- DIRECTIVE: Pick out every line in the material below that contains the word "bench", and copy each of those lines.

- PROVIDED DATA:
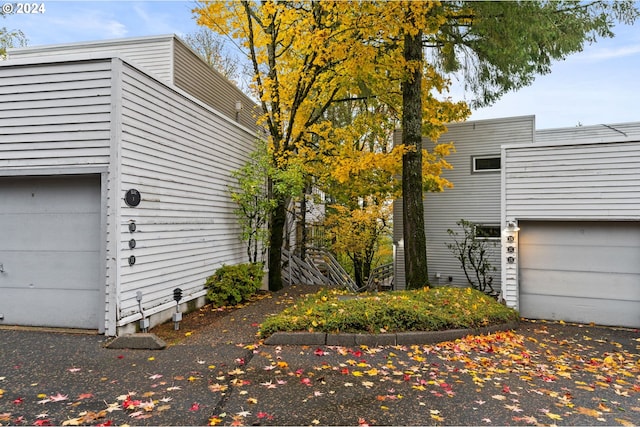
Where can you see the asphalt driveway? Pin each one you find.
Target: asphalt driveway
(542, 373)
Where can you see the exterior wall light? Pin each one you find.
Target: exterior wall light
(238, 109)
(512, 227)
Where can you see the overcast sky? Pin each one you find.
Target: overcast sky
(599, 85)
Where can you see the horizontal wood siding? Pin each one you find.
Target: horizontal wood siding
(55, 115)
(152, 54)
(590, 134)
(179, 155)
(474, 197)
(195, 77)
(587, 181)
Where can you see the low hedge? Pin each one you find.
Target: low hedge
(428, 309)
(234, 284)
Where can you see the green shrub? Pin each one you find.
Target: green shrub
(234, 284)
(428, 309)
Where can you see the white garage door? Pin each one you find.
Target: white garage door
(50, 251)
(580, 271)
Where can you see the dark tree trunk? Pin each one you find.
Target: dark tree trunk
(303, 225)
(276, 239)
(415, 244)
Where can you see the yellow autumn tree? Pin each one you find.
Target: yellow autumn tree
(309, 56)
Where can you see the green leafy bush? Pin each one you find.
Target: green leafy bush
(428, 309)
(234, 284)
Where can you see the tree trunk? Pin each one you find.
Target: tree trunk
(276, 239)
(415, 244)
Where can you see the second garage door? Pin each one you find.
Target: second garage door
(580, 271)
(50, 251)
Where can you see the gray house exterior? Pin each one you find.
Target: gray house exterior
(567, 205)
(575, 198)
(115, 163)
(475, 196)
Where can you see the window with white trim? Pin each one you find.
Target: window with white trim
(487, 232)
(485, 164)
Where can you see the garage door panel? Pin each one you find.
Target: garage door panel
(51, 308)
(64, 270)
(598, 258)
(583, 310)
(51, 232)
(52, 194)
(584, 233)
(585, 284)
(580, 271)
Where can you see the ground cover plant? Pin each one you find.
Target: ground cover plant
(428, 309)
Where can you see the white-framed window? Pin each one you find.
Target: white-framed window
(487, 231)
(481, 164)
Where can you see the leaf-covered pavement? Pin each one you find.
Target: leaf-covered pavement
(545, 373)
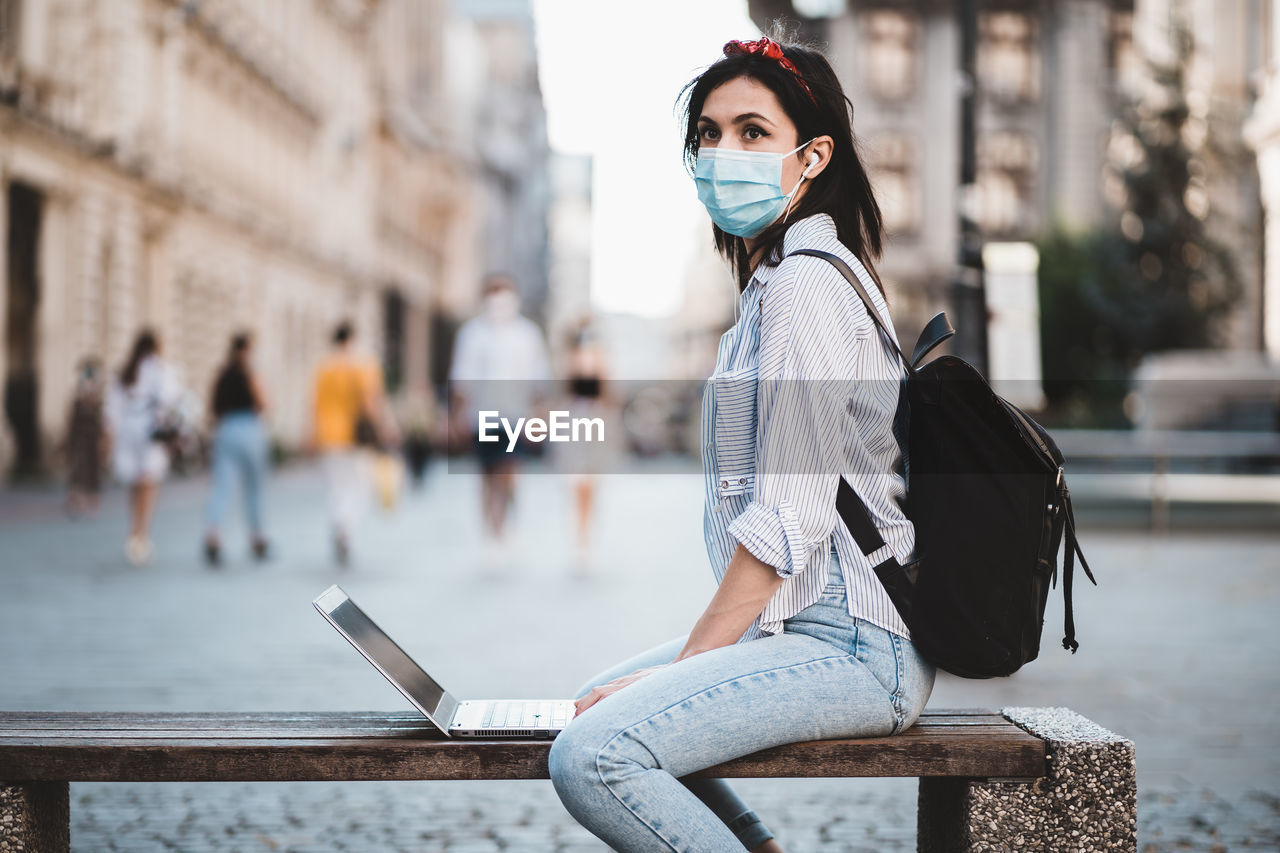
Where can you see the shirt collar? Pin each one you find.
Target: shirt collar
(810, 232)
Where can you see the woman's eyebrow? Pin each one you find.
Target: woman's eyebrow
(741, 119)
(750, 117)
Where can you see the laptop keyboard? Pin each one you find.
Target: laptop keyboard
(528, 715)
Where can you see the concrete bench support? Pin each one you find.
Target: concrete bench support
(1088, 801)
(35, 817)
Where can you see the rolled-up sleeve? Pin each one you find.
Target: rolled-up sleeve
(808, 340)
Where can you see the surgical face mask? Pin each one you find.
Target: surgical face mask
(743, 190)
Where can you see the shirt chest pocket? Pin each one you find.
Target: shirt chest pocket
(735, 430)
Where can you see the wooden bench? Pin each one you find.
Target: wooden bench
(986, 779)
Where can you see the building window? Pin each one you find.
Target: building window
(10, 19)
(393, 340)
(890, 55)
(1006, 183)
(1127, 68)
(1008, 56)
(895, 177)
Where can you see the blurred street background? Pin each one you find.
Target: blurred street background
(1089, 187)
(1173, 655)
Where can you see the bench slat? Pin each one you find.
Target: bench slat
(378, 746)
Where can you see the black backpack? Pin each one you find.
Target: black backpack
(988, 498)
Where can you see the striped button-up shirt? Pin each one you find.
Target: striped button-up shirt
(805, 391)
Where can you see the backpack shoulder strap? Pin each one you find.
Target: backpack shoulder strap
(936, 331)
(848, 272)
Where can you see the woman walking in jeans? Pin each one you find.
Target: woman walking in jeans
(800, 641)
(240, 450)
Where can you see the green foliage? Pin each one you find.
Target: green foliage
(1088, 315)
(1151, 281)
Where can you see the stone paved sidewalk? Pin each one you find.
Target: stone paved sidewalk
(1175, 653)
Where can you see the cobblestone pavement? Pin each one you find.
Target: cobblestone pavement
(1176, 652)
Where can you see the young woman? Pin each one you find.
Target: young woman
(142, 395)
(240, 448)
(800, 641)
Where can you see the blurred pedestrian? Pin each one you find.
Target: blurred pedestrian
(351, 420)
(240, 448)
(417, 419)
(85, 443)
(586, 398)
(800, 639)
(499, 364)
(142, 416)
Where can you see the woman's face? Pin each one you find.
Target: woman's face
(743, 114)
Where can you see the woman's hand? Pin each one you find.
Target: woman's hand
(598, 693)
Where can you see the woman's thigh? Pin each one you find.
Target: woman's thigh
(656, 656)
(737, 699)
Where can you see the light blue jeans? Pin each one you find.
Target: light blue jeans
(240, 448)
(617, 767)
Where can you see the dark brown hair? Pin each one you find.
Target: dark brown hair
(842, 190)
(145, 345)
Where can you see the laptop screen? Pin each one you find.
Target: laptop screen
(385, 655)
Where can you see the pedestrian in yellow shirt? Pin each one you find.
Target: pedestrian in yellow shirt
(351, 418)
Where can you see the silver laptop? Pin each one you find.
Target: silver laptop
(475, 719)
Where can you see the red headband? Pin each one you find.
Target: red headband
(769, 49)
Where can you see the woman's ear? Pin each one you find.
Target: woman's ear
(823, 147)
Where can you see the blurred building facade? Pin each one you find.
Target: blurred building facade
(1051, 78)
(1262, 132)
(570, 241)
(210, 165)
(1046, 78)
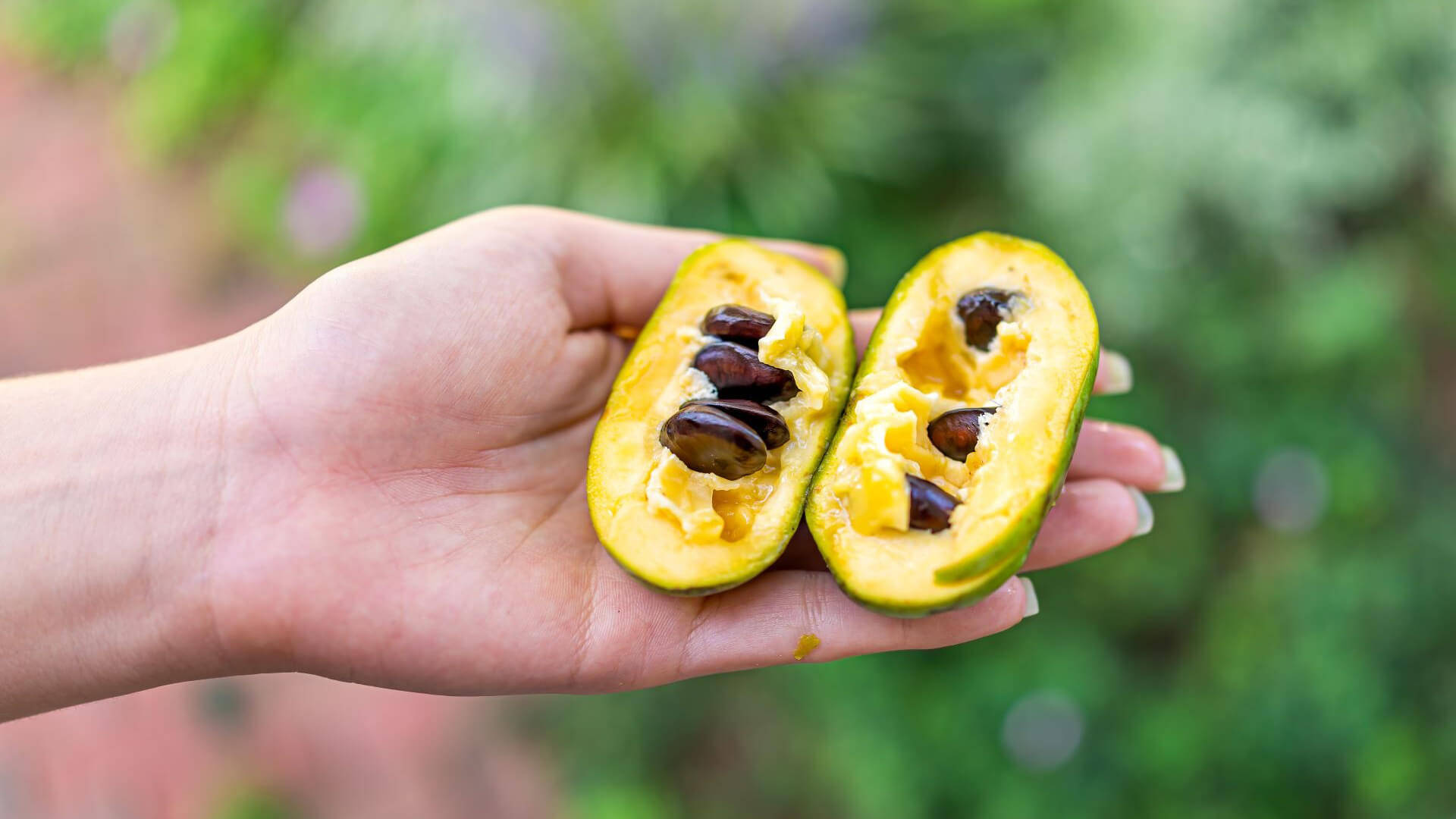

- RESPONSE TO THE EXERCISE:
Where can you see the concrete bench support? Pin each one you find.
Target: concrete bench support
Where can you see the wooden bench? Pin each one you find.
Target: wooden bench
Where can you see the bench slat? Pin each one you find.
Target: bench slat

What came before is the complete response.